**Stated exercise a:** Can you repeat the passage in the article on Facebook's political ads between "With The Social" and "re-think its stance.", inclusive, word for word?

**Passage given:**
As you may have heard, Facebook’s decision not to subject political ads to fact-checking has caused a lot of concern, in various sectors.
With The Social Network rolling out a range of measures to stop potential misuse of its platforms by politically-affiliated groups in the wake of the 2016 US Presidential Election, its decision to allow lies in political ads in the coming campaign seems at odds with such efforts. Add to that the fact that every other digital platform – including Google, which this week announced its own political ad restrictions – now either doesn’t accept political ads or subjects them to fact-checking, and you can see why the pressure would be on the world’s largest digital platform to re-think its stance.
And now, according to The Wall Street Journal, it just might do that.
As per WSJ:
“Facebook is considering making changes to its political-advertising policy that could include preventing campaigns from targeting only very small groups of people, people familiar with the matter said, in an effort to spurn the spread of misinformation. The company in recent weeks has weighed increasing the minimum number of people who are targeted in political ads from 100 to a few thousand, the people said.”
That could an interesting move – micro-targeting, or focusing specific messages onto very small groups, was a key element of how Cambridge Analytica reportedly conducted its political advocacy campaigns across The Social Network. If it wasn’t able to hone in on such specific audience subsets, with messaging tailored to their key pain points, maybe this type of campaigning wouldn’t be as effective – and while expanding the minimum audience targeting from 100 to 1000 may not seem like a major shift, it could have a big impact.

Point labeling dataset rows
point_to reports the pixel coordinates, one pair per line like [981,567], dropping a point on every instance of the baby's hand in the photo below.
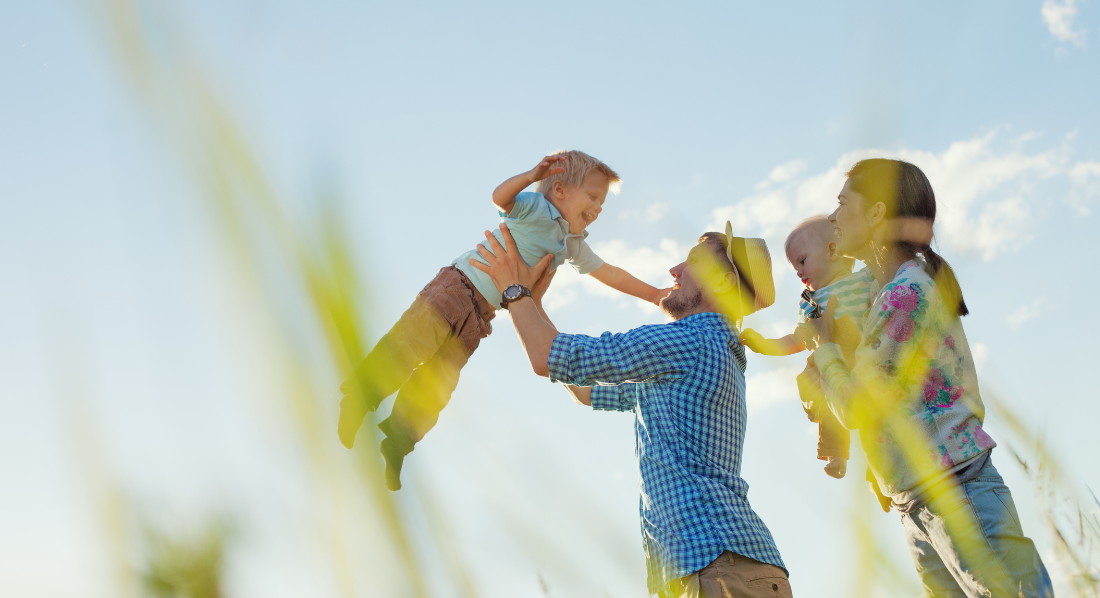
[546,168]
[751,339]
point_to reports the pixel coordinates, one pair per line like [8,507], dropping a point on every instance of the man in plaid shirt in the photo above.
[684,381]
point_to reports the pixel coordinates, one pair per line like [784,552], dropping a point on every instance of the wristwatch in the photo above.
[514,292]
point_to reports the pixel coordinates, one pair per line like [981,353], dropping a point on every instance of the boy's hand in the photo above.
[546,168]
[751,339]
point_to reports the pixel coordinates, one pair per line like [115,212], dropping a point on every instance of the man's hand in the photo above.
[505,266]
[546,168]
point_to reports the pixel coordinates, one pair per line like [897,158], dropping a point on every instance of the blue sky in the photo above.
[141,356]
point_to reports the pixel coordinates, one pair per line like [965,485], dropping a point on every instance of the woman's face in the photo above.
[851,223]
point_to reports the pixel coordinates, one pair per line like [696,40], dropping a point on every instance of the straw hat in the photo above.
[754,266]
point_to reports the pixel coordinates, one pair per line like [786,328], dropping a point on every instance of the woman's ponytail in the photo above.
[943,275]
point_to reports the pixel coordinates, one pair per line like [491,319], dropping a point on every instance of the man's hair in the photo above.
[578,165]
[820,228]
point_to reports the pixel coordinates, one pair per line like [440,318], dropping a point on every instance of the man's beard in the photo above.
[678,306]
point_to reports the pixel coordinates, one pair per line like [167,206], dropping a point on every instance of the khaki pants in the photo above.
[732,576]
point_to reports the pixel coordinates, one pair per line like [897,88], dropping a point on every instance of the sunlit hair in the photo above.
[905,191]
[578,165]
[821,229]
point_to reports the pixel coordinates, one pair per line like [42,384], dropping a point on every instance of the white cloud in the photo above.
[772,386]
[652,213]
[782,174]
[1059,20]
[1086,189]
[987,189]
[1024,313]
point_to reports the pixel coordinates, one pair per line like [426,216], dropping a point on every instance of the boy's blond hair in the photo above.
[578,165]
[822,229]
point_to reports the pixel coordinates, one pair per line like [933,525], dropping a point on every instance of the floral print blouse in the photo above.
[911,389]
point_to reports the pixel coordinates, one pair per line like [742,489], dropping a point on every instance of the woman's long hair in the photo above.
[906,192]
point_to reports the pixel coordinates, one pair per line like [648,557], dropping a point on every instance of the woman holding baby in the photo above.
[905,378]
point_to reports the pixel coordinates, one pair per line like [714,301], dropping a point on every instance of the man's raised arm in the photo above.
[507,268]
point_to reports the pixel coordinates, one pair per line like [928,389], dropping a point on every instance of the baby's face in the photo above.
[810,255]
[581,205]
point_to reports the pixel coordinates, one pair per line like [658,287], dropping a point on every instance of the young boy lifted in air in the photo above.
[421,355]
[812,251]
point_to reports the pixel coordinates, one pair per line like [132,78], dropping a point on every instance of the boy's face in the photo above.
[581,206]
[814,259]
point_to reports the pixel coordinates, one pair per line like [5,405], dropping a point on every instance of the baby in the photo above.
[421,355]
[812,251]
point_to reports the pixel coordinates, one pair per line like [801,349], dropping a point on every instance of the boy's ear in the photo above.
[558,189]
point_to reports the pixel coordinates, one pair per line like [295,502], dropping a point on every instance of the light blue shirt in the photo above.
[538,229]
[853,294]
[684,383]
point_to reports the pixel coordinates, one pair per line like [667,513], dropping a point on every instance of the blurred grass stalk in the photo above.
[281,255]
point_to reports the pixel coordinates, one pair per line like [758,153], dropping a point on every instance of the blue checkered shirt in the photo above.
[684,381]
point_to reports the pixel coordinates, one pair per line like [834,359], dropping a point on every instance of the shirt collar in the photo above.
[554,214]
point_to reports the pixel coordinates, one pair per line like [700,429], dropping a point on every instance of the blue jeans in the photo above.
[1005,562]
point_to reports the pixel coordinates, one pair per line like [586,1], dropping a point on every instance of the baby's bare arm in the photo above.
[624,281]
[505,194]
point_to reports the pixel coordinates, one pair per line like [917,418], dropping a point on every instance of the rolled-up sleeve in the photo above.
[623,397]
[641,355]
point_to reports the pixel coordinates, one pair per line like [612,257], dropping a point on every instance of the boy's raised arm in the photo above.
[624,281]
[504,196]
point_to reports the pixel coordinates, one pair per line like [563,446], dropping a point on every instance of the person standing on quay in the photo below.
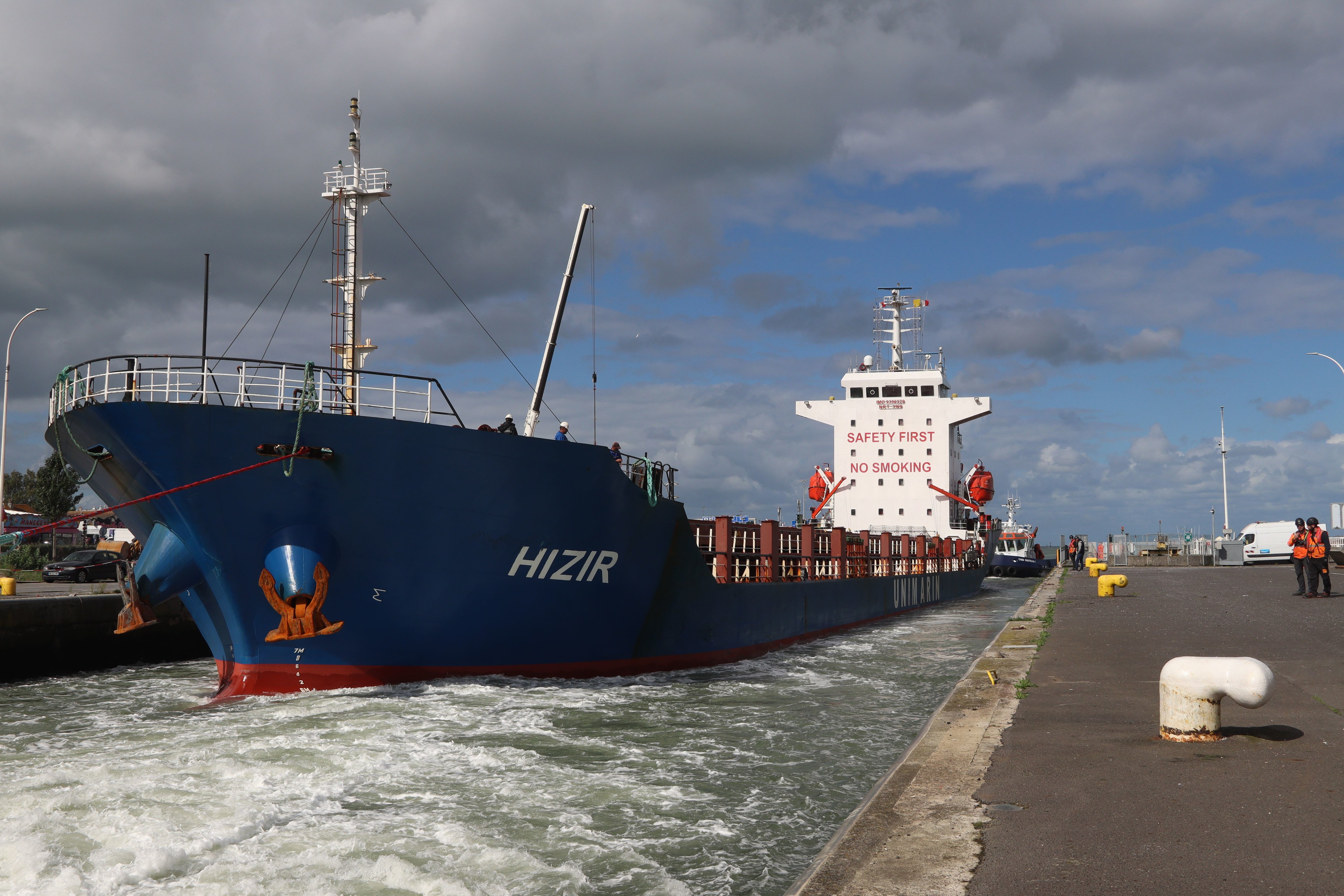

**Stated exercise b:** Which lines of the rows contain the string "hand"? Pull out each one in full, treating case as significant.

**Exercise response a:**
With The Social Network rolling out a range of measures to stop potential misuse of its platforms by politically-affiliated groups in the wake of the 2016 US Presidential Election, its decision to allow lies in political ads in the coming campaign seems at odds with such efforts. Add to that the fact that every other digital platform – including Google, which this week announced its own political ad restrictions – now either doesn’t accept political ads or subjects them to fact-checking, and you can see why the pressure would be on the world’s largest digital platform to re-think its stance.

**Exercise response b:**
point_to reports the pixel coordinates, one pair per line like [981,567], dropping a point on every instance of the baby's hand in the photo below.
point_to reports the pixel coordinates, one pair per line like [981,353], dropping a point on every instance of the boy's hand in the photo above.
point_to reports the pixel coordinates, one pair per line like [115,212], dropping a point on every instance of the man's hand in the photo above.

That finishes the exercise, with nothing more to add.